WHAT YOU ARE ASKED TO DO:
Return each of the lines below that contains the string "sign", treating uppercase and lowercase letters as distinct.

(Items from a dataset)

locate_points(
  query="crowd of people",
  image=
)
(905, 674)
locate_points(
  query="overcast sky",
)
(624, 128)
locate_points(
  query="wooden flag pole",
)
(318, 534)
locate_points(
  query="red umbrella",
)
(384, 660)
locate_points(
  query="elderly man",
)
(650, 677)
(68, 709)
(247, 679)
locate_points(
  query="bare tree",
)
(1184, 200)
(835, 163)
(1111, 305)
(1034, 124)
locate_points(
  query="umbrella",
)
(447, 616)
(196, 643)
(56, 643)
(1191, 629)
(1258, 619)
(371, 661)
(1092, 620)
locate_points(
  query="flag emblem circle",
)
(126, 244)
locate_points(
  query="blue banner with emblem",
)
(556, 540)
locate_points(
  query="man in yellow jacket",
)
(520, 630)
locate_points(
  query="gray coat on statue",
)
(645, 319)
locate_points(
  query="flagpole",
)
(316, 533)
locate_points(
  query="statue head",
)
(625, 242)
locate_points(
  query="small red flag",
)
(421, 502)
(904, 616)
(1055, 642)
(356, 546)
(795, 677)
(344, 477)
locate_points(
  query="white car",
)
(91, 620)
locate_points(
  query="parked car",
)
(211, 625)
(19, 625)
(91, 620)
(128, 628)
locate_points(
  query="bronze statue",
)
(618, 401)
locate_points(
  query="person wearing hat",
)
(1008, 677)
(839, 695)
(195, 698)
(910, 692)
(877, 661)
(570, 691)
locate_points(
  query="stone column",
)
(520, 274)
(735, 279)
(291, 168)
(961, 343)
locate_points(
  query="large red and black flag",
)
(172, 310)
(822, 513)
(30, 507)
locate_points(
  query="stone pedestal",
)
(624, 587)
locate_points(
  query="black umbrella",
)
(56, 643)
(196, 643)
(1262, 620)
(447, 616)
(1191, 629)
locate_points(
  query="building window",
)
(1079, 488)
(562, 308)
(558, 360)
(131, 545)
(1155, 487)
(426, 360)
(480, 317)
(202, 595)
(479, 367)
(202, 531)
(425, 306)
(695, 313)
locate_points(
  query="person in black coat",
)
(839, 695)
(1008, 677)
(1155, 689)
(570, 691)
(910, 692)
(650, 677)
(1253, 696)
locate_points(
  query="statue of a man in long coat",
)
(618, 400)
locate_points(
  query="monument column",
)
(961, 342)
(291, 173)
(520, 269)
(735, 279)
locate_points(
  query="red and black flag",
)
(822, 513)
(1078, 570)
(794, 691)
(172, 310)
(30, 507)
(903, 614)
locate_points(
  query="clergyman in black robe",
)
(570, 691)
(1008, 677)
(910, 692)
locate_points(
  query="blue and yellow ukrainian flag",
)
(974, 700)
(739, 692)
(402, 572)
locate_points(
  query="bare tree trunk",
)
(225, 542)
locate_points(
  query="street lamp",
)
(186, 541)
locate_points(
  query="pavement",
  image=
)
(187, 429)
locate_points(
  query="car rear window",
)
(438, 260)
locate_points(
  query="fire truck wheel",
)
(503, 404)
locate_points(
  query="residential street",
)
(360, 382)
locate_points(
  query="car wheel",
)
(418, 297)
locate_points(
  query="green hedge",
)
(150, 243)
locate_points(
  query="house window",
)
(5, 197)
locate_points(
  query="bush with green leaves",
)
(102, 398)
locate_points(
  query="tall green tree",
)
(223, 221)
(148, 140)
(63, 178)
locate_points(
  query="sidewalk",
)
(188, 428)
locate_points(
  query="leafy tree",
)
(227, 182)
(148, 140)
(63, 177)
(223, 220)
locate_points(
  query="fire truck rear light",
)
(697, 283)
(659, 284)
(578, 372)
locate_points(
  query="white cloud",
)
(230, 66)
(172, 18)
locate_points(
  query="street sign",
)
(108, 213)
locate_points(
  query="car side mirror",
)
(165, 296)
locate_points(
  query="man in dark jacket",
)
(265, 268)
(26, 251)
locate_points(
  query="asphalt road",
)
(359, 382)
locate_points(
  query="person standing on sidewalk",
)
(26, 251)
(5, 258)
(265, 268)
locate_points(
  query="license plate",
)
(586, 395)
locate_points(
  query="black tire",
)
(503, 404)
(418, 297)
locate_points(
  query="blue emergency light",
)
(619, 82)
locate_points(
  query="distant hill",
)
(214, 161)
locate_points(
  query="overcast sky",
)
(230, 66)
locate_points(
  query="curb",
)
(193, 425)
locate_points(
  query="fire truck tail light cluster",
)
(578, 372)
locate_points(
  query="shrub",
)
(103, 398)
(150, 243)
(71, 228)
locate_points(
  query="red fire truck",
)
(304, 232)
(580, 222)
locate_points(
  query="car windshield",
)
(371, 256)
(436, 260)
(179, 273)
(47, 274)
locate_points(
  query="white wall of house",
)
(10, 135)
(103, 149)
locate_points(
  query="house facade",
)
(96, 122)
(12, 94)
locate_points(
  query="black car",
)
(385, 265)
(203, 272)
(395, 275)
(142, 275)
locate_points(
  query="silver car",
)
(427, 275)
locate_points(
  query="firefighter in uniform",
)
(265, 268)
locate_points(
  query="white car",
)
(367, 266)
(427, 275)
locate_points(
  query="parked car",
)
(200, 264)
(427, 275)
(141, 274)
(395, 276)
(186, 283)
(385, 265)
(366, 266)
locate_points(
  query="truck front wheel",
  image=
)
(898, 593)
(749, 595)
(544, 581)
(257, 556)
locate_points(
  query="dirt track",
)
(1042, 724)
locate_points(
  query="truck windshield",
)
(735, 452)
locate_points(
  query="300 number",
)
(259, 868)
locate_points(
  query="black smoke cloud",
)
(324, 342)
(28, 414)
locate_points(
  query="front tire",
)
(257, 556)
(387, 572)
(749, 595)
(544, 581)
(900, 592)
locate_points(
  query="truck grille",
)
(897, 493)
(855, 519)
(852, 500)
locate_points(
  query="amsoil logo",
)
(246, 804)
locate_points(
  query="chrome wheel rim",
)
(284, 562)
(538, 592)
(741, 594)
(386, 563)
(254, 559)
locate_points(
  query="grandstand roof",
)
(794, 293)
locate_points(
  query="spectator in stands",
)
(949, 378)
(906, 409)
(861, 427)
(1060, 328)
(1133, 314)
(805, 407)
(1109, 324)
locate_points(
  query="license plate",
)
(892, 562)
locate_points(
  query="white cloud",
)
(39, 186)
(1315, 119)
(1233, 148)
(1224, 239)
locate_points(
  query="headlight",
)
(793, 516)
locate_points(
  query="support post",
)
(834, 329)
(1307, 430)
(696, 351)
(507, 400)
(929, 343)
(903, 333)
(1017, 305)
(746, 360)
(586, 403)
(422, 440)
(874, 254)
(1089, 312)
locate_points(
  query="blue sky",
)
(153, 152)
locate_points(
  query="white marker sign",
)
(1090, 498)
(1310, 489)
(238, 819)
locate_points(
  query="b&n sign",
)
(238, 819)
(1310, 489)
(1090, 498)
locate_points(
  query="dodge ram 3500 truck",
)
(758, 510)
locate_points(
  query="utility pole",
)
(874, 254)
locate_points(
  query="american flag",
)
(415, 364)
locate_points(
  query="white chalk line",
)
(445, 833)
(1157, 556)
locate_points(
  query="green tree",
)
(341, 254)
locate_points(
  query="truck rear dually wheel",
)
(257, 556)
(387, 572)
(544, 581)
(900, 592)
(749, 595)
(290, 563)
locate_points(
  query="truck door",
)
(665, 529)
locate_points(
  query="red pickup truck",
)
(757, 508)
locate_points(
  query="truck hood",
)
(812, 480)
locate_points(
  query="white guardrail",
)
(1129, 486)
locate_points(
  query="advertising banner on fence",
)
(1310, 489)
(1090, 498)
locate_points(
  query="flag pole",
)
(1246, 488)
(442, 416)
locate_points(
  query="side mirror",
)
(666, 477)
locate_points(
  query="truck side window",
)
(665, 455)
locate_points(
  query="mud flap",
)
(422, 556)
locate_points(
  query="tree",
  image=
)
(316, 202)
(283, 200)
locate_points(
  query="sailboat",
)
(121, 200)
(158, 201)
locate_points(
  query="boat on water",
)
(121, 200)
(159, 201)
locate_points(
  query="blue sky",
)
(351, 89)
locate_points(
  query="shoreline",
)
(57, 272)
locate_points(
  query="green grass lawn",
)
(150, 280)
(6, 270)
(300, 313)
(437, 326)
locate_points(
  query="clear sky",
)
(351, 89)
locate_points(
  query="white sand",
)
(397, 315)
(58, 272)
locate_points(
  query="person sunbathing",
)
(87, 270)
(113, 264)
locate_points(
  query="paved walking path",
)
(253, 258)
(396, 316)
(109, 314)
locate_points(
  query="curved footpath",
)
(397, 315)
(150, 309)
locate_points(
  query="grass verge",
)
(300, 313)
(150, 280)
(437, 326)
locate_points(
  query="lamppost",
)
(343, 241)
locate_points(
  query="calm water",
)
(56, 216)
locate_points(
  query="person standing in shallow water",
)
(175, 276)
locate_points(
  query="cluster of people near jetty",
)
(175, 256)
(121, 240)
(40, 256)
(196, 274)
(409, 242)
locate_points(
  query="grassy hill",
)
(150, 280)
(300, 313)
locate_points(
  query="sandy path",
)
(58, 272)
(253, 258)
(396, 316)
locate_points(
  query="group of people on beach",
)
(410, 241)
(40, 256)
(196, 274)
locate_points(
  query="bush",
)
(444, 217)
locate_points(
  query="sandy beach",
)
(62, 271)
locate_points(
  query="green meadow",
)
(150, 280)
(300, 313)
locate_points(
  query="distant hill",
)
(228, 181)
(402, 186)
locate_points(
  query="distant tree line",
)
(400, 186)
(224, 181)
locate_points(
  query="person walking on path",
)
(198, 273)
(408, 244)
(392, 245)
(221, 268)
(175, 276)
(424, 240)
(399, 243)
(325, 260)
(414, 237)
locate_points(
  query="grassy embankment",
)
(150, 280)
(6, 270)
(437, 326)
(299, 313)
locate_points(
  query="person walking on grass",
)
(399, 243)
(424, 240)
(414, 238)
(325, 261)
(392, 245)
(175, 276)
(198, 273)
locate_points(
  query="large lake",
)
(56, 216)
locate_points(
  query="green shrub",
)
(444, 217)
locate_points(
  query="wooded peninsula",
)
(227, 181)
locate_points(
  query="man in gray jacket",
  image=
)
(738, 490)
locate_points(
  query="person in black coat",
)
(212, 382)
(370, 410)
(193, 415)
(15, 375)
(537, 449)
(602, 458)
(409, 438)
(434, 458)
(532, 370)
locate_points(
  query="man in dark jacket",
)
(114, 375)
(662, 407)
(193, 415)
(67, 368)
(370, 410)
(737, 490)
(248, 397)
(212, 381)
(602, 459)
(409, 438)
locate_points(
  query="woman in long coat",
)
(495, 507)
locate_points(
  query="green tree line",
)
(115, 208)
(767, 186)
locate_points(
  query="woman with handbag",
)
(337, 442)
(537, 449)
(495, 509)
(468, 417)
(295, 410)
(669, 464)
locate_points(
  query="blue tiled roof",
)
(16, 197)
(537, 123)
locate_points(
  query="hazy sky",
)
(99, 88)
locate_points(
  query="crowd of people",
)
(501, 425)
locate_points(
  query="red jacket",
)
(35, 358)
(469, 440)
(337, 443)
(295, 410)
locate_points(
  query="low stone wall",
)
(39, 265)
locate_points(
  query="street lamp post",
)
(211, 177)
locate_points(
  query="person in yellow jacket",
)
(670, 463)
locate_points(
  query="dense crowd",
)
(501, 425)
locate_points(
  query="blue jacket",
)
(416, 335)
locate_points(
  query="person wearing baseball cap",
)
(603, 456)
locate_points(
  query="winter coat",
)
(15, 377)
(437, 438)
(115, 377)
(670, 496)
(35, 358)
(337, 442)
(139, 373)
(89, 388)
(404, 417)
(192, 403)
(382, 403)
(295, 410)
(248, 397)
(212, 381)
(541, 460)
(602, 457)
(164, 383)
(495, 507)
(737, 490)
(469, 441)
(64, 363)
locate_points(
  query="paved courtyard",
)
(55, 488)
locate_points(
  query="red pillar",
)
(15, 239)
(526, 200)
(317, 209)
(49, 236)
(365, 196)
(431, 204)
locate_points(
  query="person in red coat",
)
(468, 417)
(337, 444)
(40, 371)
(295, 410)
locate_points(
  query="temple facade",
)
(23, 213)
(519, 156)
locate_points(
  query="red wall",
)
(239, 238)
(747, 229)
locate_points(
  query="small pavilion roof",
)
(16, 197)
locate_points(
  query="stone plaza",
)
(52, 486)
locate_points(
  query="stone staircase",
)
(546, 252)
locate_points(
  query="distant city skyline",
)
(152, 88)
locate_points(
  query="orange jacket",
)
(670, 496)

SOLUTION TO THIS EXERCISE:
  query="street sign",
  query="white marker sign",
  query="b&n sign",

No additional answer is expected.